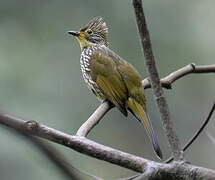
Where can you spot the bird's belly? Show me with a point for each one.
(85, 68)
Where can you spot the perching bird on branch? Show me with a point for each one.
(110, 77)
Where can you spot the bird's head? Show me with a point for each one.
(93, 33)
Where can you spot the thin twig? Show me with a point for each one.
(155, 82)
(94, 119)
(167, 81)
(197, 133)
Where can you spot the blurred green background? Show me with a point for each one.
(40, 78)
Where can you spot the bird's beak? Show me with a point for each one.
(74, 33)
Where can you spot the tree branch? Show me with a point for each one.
(166, 82)
(80, 144)
(93, 149)
(155, 82)
(196, 135)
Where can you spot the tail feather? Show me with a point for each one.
(139, 112)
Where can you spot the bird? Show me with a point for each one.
(110, 77)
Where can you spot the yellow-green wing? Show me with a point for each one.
(104, 72)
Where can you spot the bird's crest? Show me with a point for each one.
(98, 26)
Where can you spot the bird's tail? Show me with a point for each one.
(139, 112)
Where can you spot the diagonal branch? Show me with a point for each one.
(155, 82)
(174, 170)
(196, 135)
(166, 82)
(80, 144)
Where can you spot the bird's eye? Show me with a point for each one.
(89, 31)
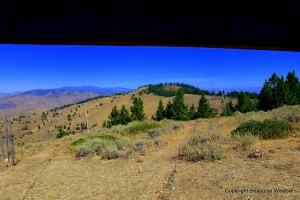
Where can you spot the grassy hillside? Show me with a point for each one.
(70, 117)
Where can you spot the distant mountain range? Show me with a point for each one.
(49, 98)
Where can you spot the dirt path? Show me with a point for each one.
(47, 176)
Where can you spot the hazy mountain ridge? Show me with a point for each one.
(49, 98)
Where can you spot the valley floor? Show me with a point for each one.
(55, 174)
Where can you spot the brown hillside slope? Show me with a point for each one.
(97, 110)
(17, 104)
(54, 173)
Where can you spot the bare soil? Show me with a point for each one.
(55, 173)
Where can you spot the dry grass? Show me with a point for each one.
(51, 166)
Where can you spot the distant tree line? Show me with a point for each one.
(236, 94)
(178, 110)
(159, 90)
(123, 117)
(278, 91)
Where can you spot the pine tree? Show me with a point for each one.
(137, 109)
(292, 83)
(124, 116)
(114, 117)
(179, 110)
(204, 110)
(244, 103)
(159, 115)
(192, 112)
(266, 97)
(168, 110)
(229, 109)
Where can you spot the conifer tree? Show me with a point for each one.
(159, 115)
(292, 83)
(266, 100)
(168, 110)
(124, 115)
(204, 110)
(137, 109)
(114, 117)
(179, 110)
(244, 103)
(192, 112)
(229, 109)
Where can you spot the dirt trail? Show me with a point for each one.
(47, 176)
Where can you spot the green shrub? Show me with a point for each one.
(83, 151)
(142, 127)
(107, 146)
(210, 136)
(78, 142)
(268, 129)
(110, 152)
(158, 140)
(246, 139)
(62, 133)
(207, 151)
(142, 142)
(154, 133)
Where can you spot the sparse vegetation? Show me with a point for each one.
(245, 140)
(205, 147)
(142, 127)
(206, 151)
(106, 146)
(268, 129)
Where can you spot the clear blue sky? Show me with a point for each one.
(26, 67)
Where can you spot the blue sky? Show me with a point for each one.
(27, 67)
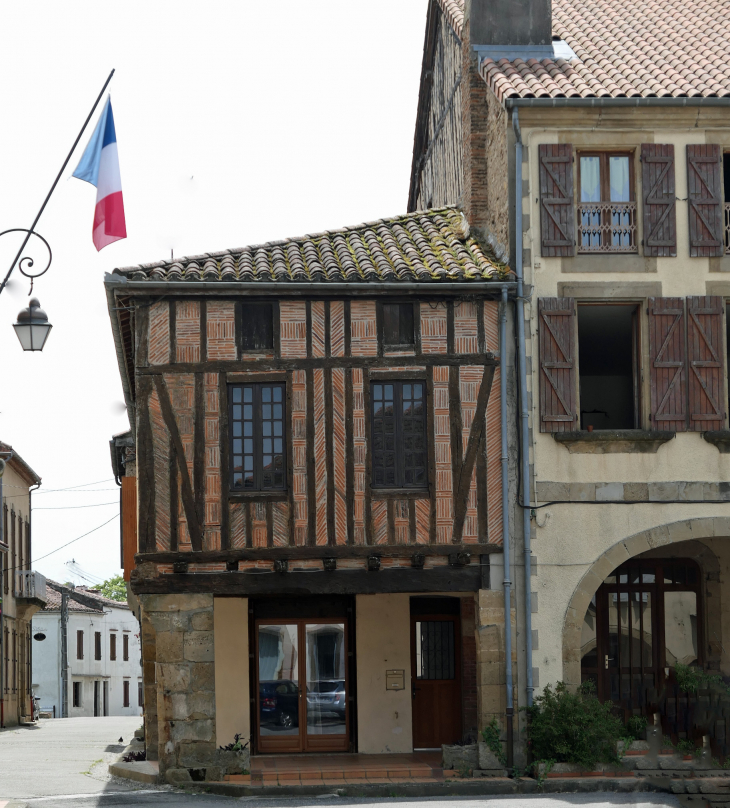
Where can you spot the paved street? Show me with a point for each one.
(63, 762)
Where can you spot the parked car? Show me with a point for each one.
(327, 697)
(279, 703)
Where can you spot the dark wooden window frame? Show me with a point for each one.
(274, 349)
(257, 436)
(605, 184)
(399, 452)
(638, 358)
(387, 346)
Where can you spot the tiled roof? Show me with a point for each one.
(53, 601)
(624, 48)
(427, 246)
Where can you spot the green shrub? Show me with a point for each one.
(491, 734)
(573, 727)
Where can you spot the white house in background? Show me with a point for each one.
(105, 674)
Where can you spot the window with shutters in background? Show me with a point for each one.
(609, 366)
(398, 411)
(606, 203)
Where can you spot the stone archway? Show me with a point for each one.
(655, 538)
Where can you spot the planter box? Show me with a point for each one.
(460, 757)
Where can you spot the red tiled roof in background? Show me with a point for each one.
(624, 48)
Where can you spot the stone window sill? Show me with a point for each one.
(719, 438)
(613, 441)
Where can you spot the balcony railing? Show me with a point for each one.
(30, 585)
(607, 227)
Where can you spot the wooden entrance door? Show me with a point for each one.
(642, 620)
(302, 686)
(436, 680)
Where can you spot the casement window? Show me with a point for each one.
(606, 202)
(256, 326)
(398, 412)
(398, 325)
(257, 443)
(602, 389)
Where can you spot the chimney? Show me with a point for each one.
(526, 25)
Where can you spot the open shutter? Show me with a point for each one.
(667, 363)
(556, 199)
(706, 361)
(660, 215)
(705, 200)
(557, 364)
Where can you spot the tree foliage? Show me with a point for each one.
(114, 588)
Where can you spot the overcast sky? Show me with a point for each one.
(237, 123)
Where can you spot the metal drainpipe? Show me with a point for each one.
(524, 425)
(505, 531)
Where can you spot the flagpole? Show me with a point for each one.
(30, 232)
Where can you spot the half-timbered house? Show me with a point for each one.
(318, 489)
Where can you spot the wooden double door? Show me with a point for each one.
(644, 618)
(302, 685)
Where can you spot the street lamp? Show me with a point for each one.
(32, 327)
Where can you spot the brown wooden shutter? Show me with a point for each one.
(556, 330)
(660, 214)
(704, 200)
(667, 365)
(706, 361)
(556, 199)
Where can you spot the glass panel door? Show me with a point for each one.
(326, 686)
(278, 687)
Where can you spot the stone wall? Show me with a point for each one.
(181, 628)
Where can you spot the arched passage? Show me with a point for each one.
(660, 538)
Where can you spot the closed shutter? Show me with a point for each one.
(660, 215)
(667, 364)
(556, 199)
(706, 361)
(705, 200)
(556, 331)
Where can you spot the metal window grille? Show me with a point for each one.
(435, 650)
(257, 448)
(399, 434)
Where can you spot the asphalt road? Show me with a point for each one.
(62, 763)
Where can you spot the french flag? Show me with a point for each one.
(99, 165)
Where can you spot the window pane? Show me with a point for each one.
(257, 326)
(590, 179)
(619, 178)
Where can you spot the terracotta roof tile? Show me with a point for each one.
(624, 48)
(427, 246)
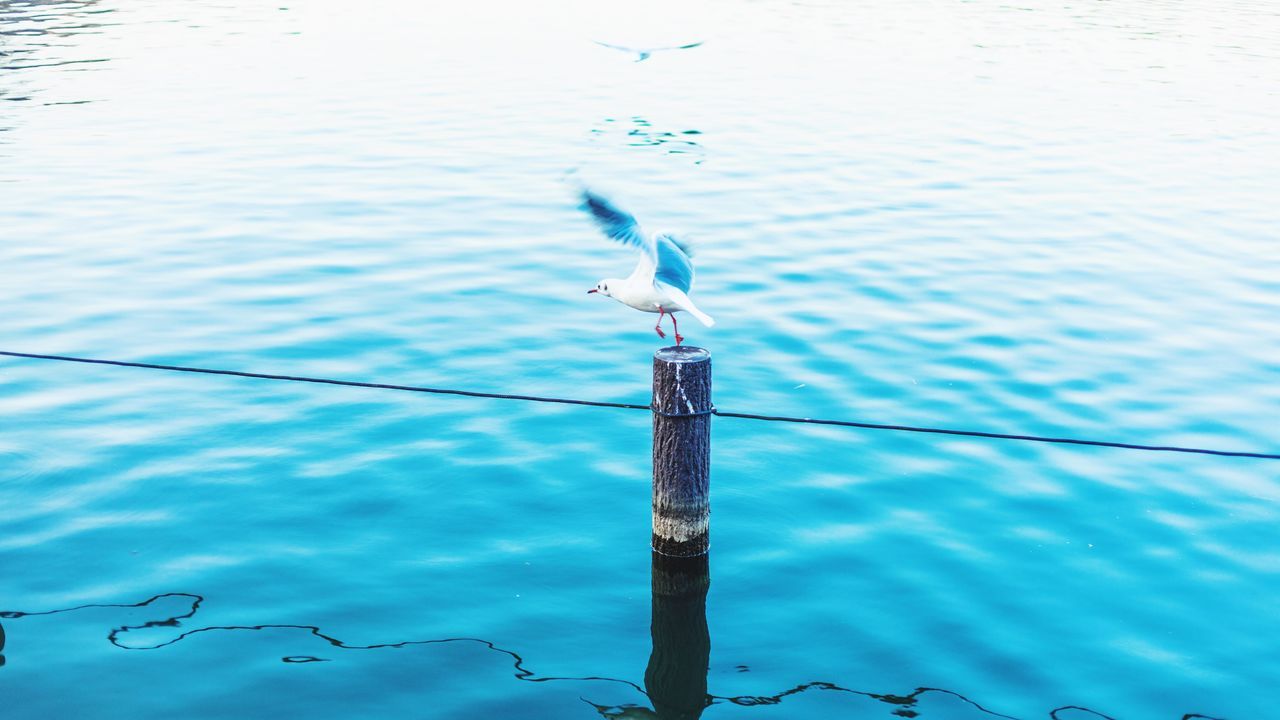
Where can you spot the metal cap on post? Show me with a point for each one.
(681, 450)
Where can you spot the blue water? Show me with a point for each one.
(1041, 218)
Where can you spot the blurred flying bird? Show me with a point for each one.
(644, 53)
(662, 279)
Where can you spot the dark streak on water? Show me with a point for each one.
(904, 703)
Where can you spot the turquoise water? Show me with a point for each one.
(1051, 219)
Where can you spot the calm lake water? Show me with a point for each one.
(1032, 218)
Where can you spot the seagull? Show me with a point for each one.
(663, 277)
(644, 53)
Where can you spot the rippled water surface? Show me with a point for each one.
(1038, 218)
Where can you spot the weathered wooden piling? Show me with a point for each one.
(681, 450)
(676, 677)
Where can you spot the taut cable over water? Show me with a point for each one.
(636, 406)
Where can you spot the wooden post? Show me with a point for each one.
(676, 677)
(681, 450)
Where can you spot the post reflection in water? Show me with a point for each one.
(676, 677)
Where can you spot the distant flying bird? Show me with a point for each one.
(644, 53)
(662, 279)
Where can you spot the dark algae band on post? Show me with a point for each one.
(712, 410)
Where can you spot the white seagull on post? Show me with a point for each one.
(662, 279)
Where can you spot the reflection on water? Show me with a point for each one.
(28, 33)
(675, 679)
(639, 132)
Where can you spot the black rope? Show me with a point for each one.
(325, 381)
(650, 408)
(999, 436)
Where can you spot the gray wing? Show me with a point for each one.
(618, 224)
(675, 268)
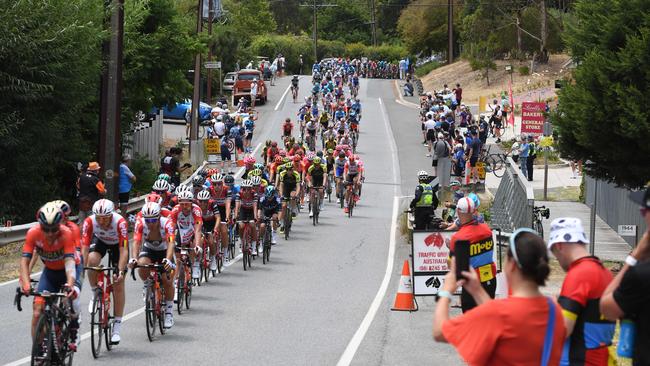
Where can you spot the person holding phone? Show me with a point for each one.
(480, 243)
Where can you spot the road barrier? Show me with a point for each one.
(513, 202)
(18, 232)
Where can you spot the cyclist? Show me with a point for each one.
(104, 232)
(187, 219)
(246, 211)
(55, 244)
(352, 174)
(153, 242)
(269, 206)
(289, 188)
(208, 209)
(316, 176)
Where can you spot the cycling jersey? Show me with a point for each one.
(142, 232)
(185, 223)
(117, 231)
(53, 254)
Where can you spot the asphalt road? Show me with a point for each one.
(306, 305)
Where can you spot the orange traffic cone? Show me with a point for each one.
(405, 301)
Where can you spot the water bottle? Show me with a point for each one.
(626, 339)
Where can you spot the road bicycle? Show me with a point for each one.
(101, 320)
(154, 298)
(52, 338)
(185, 283)
(540, 212)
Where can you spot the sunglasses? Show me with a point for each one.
(513, 239)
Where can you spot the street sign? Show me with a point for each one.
(627, 230)
(212, 65)
(430, 253)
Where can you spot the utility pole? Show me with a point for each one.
(111, 100)
(450, 31)
(194, 123)
(373, 19)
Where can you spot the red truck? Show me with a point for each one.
(242, 87)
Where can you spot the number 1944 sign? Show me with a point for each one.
(430, 253)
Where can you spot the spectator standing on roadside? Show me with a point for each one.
(588, 335)
(524, 329)
(481, 259)
(90, 188)
(127, 178)
(628, 295)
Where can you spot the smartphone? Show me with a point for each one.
(461, 253)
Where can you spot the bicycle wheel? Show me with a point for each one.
(96, 322)
(43, 344)
(150, 313)
(180, 288)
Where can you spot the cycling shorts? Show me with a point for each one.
(98, 246)
(52, 280)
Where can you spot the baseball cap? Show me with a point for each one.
(465, 205)
(567, 230)
(641, 197)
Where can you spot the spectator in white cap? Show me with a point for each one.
(588, 335)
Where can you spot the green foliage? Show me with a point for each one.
(603, 116)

· · · · ·

- **What the task requires**
Look for the line that contains "Where can you spot the cyclist?" in the entries above. Set it down, along with all later lines, exactly as written.

- **Answer to this problem**
Where can you spot the cyclist? Show me with a point for each one.
(104, 232)
(187, 219)
(246, 211)
(55, 244)
(352, 174)
(153, 242)
(269, 206)
(289, 188)
(208, 209)
(316, 176)
Where can you spot the cycling jersey? Show me with a point for each one.
(142, 232)
(185, 223)
(117, 231)
(53, 254)
Where can you spot the asphalt road? Show me with a point for each one.
(306, 305)
Where can you spot the orange traffic cone? Show me with a point for each one.
(405, 301)
Where can you spot the water bottle? Show me with a point for each one.
(626, 339)
Where can you spot the road bicycle? Show me with a point for each one.
(101, 320)
(154, 298)
(52, 338)
(185, 283)
(540, 212)
Where can you spot the sunglasses? Show me with a point for each one.
(513, 239)
Where can you spot the street sign? Show me with a point for each one.
(627, 230)
(212, 65)
(430, 253)
Where can you spot the utility pole? Show me with a point for each one.
(111, 100)
(450, 31)
(194, 123)
(373, 19)
Where can you spot the red truck? Show me with a point for each one.
(242, 87)
Where can you spot the number 1944 sign? Show me with a point for each one.
(430, 253)
Where can you spot the spectator standing on roadside? Show me with a point for each one.
(588, 335)
(524, 329)
(481, 259)
(90, 188)
(127, 178)
(628, 295)
Where can you spot the smartphone? Show me with a point for each one.
(461, 253)
Where can you spot the bicycle wheel? Show me with a point for each one.
(96, 322)
(43, 344)
(150, 313)
(180, 288)
Where can you spot the cycling shorts? Show me with a point for each one.
(98, 246)
(52, 280)
Where can you spot the baseball cap? Show me with a point for each one.
(465, 205)
(567, 230)
(641, 197)
Where can you spot the spectator in white cap? Show me with a point for each one.
(588, 335)
Where can you spot the green foliage? Show me with a point for each one.
(603, 116)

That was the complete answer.